TASK TO CARRY OUT —
Lines before the one containing "Objective — one point per instance of the motorcycle in" are left out; copy that line and every later line through the end of the data exactly.

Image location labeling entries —
** begin **

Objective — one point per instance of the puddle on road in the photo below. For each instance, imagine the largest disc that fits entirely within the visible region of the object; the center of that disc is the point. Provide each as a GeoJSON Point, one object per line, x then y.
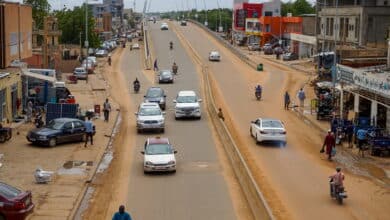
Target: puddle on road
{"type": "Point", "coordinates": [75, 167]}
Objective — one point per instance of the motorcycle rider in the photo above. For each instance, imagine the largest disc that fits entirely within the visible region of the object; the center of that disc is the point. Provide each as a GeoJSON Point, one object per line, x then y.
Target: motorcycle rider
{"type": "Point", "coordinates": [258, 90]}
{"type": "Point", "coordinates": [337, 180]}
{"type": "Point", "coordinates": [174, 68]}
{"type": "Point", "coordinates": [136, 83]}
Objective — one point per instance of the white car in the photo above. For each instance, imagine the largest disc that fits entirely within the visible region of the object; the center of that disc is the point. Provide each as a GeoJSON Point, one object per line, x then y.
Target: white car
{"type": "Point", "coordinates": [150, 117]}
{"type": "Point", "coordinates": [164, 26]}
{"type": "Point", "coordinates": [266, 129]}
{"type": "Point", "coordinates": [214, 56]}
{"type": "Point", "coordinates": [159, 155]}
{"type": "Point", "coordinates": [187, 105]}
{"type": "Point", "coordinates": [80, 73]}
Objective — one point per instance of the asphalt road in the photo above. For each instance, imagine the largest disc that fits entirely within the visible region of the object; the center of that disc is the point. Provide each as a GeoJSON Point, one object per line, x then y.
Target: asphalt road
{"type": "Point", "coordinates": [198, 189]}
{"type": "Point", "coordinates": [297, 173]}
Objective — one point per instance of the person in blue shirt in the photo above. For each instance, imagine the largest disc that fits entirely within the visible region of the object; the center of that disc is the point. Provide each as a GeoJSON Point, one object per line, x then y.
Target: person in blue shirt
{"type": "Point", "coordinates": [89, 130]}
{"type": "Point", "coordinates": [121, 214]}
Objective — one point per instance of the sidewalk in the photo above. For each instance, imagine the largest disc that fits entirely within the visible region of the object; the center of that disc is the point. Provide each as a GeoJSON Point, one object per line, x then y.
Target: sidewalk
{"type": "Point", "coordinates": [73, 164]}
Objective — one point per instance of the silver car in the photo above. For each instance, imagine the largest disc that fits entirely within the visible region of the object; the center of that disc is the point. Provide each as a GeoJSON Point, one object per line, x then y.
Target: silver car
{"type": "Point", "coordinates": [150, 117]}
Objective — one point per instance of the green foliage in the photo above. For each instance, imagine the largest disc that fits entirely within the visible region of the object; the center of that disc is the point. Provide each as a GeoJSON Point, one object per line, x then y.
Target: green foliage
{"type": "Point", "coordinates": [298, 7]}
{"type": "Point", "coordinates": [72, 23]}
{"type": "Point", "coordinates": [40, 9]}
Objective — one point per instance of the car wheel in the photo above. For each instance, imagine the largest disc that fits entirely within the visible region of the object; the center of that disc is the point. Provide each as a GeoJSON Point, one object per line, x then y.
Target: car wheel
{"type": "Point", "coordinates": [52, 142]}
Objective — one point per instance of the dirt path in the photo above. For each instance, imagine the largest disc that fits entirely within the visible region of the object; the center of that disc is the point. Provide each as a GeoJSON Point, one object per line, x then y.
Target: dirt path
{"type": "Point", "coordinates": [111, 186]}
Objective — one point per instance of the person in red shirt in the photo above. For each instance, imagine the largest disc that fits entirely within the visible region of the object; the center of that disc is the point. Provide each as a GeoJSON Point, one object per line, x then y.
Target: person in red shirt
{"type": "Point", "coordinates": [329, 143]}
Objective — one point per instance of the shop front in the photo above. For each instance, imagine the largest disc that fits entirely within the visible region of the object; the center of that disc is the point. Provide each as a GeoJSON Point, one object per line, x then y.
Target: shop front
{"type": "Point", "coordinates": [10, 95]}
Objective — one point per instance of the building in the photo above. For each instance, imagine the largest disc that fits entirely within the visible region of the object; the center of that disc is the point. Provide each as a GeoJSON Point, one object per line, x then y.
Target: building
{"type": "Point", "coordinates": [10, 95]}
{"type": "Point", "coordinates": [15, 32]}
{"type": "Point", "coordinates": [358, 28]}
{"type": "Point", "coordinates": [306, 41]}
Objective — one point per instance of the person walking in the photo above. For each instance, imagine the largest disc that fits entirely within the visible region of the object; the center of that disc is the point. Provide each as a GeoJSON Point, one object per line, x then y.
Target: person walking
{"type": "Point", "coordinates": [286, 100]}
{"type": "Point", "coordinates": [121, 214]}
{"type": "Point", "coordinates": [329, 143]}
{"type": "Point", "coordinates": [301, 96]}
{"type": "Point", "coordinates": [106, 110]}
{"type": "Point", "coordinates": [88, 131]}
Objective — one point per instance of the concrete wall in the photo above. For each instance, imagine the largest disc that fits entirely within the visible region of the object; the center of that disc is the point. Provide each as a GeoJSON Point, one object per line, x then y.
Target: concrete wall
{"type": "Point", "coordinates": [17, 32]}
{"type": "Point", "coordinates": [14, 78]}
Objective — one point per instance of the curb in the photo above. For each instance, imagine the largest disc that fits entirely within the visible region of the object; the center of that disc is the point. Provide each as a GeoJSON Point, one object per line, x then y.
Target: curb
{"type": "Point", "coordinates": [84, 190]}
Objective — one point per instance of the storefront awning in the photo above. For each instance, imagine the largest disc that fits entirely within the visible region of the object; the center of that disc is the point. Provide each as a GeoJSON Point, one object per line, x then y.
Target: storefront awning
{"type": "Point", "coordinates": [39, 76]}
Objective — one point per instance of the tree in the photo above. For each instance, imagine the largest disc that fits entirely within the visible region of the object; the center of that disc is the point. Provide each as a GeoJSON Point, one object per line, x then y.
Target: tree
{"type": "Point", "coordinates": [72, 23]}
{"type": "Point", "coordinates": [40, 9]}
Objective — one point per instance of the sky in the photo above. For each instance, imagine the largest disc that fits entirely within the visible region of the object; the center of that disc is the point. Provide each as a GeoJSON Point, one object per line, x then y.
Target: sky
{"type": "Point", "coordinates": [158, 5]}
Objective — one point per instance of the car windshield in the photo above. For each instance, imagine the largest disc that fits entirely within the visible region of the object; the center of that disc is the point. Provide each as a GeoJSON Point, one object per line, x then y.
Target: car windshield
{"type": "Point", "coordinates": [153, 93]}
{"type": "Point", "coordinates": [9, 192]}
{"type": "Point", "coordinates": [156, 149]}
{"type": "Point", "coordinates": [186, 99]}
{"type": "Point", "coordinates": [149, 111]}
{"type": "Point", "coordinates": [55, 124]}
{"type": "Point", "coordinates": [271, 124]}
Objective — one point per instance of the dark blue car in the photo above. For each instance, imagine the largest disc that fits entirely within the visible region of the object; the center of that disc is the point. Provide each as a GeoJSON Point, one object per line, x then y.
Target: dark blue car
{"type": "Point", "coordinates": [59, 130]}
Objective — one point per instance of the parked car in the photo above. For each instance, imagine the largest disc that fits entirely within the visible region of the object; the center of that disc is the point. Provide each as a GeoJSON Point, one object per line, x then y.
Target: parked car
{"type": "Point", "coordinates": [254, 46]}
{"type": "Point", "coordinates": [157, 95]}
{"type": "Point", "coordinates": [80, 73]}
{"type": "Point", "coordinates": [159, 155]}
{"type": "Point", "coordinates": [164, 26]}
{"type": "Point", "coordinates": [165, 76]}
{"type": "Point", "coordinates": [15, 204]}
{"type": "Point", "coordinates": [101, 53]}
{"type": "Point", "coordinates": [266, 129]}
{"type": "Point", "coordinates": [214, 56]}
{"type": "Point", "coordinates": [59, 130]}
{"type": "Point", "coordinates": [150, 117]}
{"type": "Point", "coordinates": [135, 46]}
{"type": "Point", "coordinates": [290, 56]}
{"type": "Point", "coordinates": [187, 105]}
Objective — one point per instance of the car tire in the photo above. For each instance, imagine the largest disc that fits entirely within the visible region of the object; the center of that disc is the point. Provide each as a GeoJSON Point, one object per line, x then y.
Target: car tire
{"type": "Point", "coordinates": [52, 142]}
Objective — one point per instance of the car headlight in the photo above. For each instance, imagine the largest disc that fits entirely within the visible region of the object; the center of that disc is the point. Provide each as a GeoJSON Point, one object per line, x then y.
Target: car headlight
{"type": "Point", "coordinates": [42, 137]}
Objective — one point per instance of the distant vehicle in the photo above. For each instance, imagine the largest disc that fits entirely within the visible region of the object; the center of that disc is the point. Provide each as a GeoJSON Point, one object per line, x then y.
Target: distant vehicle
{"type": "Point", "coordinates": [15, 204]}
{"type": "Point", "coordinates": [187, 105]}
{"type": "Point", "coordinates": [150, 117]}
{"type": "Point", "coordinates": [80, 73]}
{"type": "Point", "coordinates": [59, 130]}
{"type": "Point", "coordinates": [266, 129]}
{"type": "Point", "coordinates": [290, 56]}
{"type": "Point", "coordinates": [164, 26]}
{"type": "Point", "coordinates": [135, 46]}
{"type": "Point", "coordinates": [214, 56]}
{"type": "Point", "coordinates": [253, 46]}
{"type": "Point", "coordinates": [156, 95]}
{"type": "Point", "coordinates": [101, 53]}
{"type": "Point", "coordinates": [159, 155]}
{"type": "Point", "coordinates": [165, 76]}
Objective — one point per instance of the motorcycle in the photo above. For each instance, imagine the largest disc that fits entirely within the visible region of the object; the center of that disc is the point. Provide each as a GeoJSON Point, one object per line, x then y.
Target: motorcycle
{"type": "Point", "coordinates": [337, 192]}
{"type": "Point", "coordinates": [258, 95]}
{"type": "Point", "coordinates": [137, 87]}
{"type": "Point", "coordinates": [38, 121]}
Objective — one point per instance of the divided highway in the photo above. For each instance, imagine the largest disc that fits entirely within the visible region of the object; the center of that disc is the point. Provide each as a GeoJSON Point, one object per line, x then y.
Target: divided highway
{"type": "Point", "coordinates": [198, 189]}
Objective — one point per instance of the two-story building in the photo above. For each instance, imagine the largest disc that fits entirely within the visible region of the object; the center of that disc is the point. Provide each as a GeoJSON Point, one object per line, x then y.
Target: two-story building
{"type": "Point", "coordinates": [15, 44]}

** end **

TASK RESPONSE —
Objective — one point per instance of the motorcycle in the photo above. For each instance, imagine the largest disc that fits entirely within the visible region of the object; the center of that disc is the point. Provide each as a GeoJSON Point, one object per line, x then y.
Target: motorcycle
{"type": "Point", "coordinates": [337, 192]}
{"type": "Point", "coordinates": [258, 95]}
{"type": "Point", "coordinates": [137, 87]}
{"type": "Point", "coordinates": [38, 121]}
Objective — one point per instance of the divided highway in the photo above. For each instance, imagine the largest disc that fits entirely within the visible region of the object; the center of that disc is the point. Provide each as a GeoJSON Point, one object per line, x then y.
Target: divided highway
{"type": "Point", "coordinates": [198, 189]}
Objective — one point per instance of the two-story building in the photo above. For each instance, imagine the largest disc that fits entirely within the visible region of the object; the center of that disc is the point. Provide each as a GeoJSON Point, one object per line, x then y.
Target: two-story building
{"type": "Point", "coordinates": [15, 44]}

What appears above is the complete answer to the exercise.